● What is required:
Once you have read the entries below, give them all again without any difference.
==== Supplied records ====
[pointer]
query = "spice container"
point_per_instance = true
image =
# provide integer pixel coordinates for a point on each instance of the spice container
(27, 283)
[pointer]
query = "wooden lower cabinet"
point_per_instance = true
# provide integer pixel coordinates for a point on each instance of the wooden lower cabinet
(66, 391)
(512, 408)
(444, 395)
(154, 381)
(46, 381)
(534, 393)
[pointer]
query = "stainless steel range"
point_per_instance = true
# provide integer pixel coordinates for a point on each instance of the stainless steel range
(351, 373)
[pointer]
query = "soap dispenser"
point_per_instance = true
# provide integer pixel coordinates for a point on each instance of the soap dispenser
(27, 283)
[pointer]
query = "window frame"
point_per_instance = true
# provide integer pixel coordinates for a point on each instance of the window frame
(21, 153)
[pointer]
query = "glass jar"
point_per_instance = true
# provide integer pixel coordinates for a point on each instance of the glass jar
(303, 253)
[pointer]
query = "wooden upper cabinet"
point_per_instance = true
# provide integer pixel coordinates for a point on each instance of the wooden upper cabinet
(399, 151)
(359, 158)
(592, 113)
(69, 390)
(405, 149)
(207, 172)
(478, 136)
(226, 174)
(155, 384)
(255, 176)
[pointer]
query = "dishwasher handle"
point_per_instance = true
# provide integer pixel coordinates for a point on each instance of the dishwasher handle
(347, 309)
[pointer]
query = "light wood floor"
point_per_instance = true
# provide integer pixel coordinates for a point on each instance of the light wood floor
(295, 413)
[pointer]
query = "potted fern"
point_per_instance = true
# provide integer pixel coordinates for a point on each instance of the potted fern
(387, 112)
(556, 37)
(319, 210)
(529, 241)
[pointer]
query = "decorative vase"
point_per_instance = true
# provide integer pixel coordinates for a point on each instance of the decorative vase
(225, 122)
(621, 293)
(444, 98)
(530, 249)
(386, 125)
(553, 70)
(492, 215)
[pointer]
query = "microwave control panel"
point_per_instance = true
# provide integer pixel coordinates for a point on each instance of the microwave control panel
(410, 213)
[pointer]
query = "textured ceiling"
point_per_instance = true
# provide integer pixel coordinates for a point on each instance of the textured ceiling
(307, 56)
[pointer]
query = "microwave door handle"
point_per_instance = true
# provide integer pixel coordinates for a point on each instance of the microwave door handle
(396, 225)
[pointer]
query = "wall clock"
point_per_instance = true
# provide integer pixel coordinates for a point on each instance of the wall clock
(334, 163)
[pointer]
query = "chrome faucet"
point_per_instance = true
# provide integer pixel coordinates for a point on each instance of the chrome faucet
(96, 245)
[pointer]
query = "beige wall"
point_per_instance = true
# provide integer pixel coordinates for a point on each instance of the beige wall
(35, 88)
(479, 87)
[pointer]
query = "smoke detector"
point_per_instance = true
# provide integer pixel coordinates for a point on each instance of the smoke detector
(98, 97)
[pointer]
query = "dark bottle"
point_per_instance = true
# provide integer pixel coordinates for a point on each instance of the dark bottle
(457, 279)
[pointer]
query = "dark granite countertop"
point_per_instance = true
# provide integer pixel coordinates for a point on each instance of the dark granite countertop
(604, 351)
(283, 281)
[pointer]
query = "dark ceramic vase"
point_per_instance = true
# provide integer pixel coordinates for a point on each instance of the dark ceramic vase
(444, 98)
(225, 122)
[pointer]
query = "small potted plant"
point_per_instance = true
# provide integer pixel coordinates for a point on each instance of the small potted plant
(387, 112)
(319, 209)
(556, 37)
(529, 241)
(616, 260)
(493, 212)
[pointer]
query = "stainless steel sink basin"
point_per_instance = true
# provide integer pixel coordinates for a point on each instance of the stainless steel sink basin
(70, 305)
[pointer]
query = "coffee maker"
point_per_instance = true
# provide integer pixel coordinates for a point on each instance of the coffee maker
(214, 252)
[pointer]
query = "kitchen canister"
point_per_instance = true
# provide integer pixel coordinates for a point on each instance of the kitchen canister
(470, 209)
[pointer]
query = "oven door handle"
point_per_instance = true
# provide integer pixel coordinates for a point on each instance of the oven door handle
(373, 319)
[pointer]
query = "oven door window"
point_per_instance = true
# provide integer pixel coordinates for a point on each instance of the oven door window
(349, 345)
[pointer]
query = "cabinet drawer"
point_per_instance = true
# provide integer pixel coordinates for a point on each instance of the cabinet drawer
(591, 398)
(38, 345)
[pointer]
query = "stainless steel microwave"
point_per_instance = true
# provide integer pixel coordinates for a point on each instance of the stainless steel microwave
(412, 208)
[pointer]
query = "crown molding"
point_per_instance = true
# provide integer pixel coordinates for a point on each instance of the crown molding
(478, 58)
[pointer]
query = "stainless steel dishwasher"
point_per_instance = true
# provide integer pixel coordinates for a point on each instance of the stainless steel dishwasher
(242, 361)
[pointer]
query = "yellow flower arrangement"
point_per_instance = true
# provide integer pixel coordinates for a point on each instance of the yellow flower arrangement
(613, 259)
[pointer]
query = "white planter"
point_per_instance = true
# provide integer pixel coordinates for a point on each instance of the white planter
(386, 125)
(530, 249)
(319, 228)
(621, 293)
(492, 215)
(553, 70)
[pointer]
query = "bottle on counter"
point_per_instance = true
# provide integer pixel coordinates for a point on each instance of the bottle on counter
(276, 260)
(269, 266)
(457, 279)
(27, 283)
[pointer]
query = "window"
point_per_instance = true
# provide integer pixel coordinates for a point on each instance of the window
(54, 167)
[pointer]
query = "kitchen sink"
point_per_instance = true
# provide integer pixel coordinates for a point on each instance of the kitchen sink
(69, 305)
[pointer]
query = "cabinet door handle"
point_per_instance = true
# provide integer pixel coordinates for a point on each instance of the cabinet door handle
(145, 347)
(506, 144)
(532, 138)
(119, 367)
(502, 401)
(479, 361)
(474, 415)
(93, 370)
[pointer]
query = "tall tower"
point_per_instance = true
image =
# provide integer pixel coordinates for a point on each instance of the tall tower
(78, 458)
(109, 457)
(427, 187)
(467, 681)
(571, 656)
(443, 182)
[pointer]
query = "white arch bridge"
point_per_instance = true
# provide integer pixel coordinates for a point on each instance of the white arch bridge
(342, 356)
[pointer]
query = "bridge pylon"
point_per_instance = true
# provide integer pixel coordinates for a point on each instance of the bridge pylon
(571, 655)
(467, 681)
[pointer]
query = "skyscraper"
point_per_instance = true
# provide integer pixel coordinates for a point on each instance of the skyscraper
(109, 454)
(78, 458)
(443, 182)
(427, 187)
====
● The answer:
[pointer]
query = "spice container"
point_per_instance = true
image =
# provide integer pixel coordinates for a point on each instance of the spice container
(27, 283)
[pointer]
query = "wooden lower cabinet"
point_per_instance = true
# provide integer pixel coordinates for a point on each instance of the wooden lower cabinet
(66, 391)
(512, 408)
(444, 395)
(154, 381)
(46, 381)
(534, 393)
[pointer]
query = "stainless steel range"
point_per_instance = true
# provide integer pixel coordinates for a point on each instance of the stainless steel range
(351, 373)
[pointer]
query = "soap dispenser"
point_per_instance = true
# provide integer pixel coordinates for a point on each instance of the soap dispenser
(27, 283)
[pointer]
query = "window frame"
point_per_instance = true
# provide integer pixel coordinates for a point on each instance of the window frame
(21, 153)
[pointer]
query = "glass jar"
point_per_instance = true
# provide integer pixel coordinates for a point on each instance of the glass jar
(303, 253)
[pointer]
query = "wooden upper cabinet"
point_per_instance = true
# provide integer pixel coordinates for a point on each instance of the wooden upper cabinet
(399, 151)
(359, 158)
(592, 113)
(69, 390)
(405, 149)
(207, 172)
(478, 136)
(226, 174)
(155, 384)
(255, 176)
[pointer]
query = "dishwasher handle"
point_per_instance = true
# provide integer pixel coordinates for a point on each instance of the dishwasher handle
(347, 309)
[pointer]
query = "light wood floor"
point_per_instance = true
# provide integer pixel coordinates for a point on each instance of the light wood floor
(295, 413)
[pointer]
query = "potted fern"
point_per_instance = true
# provide integer pixel coordinates for a point on each instance of the potted fern
(387, 112)
(556, 37)
(319, 210)
(529, 241)
[pointer]
query = "decorative vase"
point_per_instance = true
# provide integer pixel coordinates for a point on each instance of the decorative vase
(225, 122)
(621, 293)
(444, 98)
(530, 249)
(386, 125)
(553, 70)
(492, 215)
[pointer]
query = "microwave control panel"
point_per_instance = true
# provide integer pixel coordinates for a point on each instance of the microwave control panel
(410, 213)
[pointer]
query = "textured ceiling"
point_per_instance = true
# provide integer pixel coordinates for a point on each instance of the textured ceiling
(307, 56)
[pointer]
query = "microwave door handle"
point_per_instance = true
# provide integer pixel coordinates for a point on each instance of the microwave door handle
(396, 225)
[pointer]
query = "wall clock"
point_per_instance = true
# provide integer pixel coordinates for a point on each instance of the wall clock
(334, 163)
[pointer]
query = "chrome faucet"
point_per_instance = true
# provide integer pixel coordinates for a point on each instance of the chrome faucet
(96, 245)
[pointer]
query = "beige wall"
point_per_instance = true
# provide integer pixel coordinates for a point on each instance of the beige wall
(35, 88)
(479, 87)
[pointer]
query = "smoke detector"
point_per_instance = true
# provide integer pixel coordinates for a point on each instance of the smoke detector
(98, 97)
[pointer]
query = "dark bottle"
point_per_instance = true
# provide integer pixel coordinates for a point on each instance of the dark bottle
(457, 279)
[pointer]
query = "dark granite countertop"
point_per_instance = true
# provide integer pixel coordinates for a point on each instance of the dark granite countertop
(604, 351)
(283, 281)
[pointer]
query = "dark ceramic vase"
point_per_instance = true
# provide integer pixel coordinates for a point on each instance of the dark ceramic vase
(444, 98)
(225, 122)
[pointer]
query = "small potted plant"
point_per_instance = true
# provide integer pixel coordinates for a point on each instance of the small potted plant
(387, 112)
(319, 209)
(556, 37)
(529, 241)
(616, 260)
(493, 212)
[pointer]
query = "stainless steel sink basin"
point_per_instance = true
# provide integer pixel coordinates for a point on each instance of the stainless steel sink basin
(70, 305)
[pointer]
query = "coffee maker"
point_per_instance = true
# provide integer pixel coordinates for a point on each instance of the coffee maker
(214, 252)
[pointer]
query = "kitchen canister"
point_per_instance = true
# provide integer pixel coordinates for a point on each instance of the kitchen canister
(470, 209)
[pointer]
query = "oven door handle"
point_per_instance = true
# provide integer pixel coordinates for a point on each instance of the oven door handle
(373, 319)
[pointer]
query = "oven door window"
point_per_instance = true
# provide integer pixel coordinates for a point on each instance of the oven door window
(349, 345)
[pointer]
query = "cabinet drawer"
point_per_instance = true
# provide integer pixel coordinates for a point on each instance of the cabinet drawer
(591, 398)
(38, 345)
[pointer]
query = "stainless steel microwave"
point_per_instance = true
# provide integer pixel coordinates for a point on each instance of the stainless steel microwave
(412, 208)
[pointer]
query = "crown molding"
point_per_instance = true
# provide integer pixel coordinates for a point on each instance of the crown molding
(478, 58)
[pointer]
query = "stainless steel dishwasher"
point_per_instance = true
# provide integer pixel coordinates for a point on each instance of the stainless steel dishwasher
(242, 361)
[pointer]
query = "yellow flower arrangement"
point_per_instance = true
# provide integer pixel coordinates for a point on each instance of the yellow flower arrangement
(613, 259)
[pointer]
query = "white planter"
point_per_instance = true
# provide integer pixel coordinates for a point on each instance of the white planter
(386, 125)
(530, 249)
(319, 228)
(621, 293)
(492, 215)
(553, 70)
[pointer]
query = "bottle on counter"
point_per_instance = true
# provide integer pixel coordinates for a point on each instance of the bottle on counter
(276, 260)
(269, 266)
(457, 279)
(27, 283)
[pointer]
query = "window"
point_per_instance = true
# provide integer pixel coordinates for a point on each instance of the window
(54, 167)
[pointer]
query = "kitchen sink"
point_per_instance = true
# provide integer pixel coordinates for a point on each instance of the kitchen sink
(69, 305)
[pointer]
query = "cabinet door handle"
point_per_instance = true
# provide integer pixel coordinates for a point on each instance of the cabinet door handle
(145, 347)
(506, 144)
(532, 138)
(119, 367)
(502, 401)
(479, 361)
(474, 415)
(93, 370)
[pointer]
query = "tall tower"
point_per_instance = true
image =
# provide integer pixel coordinates for a point on each instance of the tall tower
(78, 458)
(109, 457)
(427, 187)
(467, 681)
(571, 656)
(443, 182)
[pointer]
query = "white arch bridge"
point_per_instance = true
# provide integer pixel coordinates for a point on each instance of the white arch bridge
(342, 356)
[pointer]
query = "bridge pylon"
point_per_instance = true
# provide integer pixel coordinates for a point on each instance of the bridge pylon
(571, 655)
(467, 681)
[pointer]
query = "skyscraper"
point_per_instance = true
# provide integer pixel coordinates for a point on each instance of the skyscraper
(109, 454)
(78, 458)
(443, 182)
(427, 187)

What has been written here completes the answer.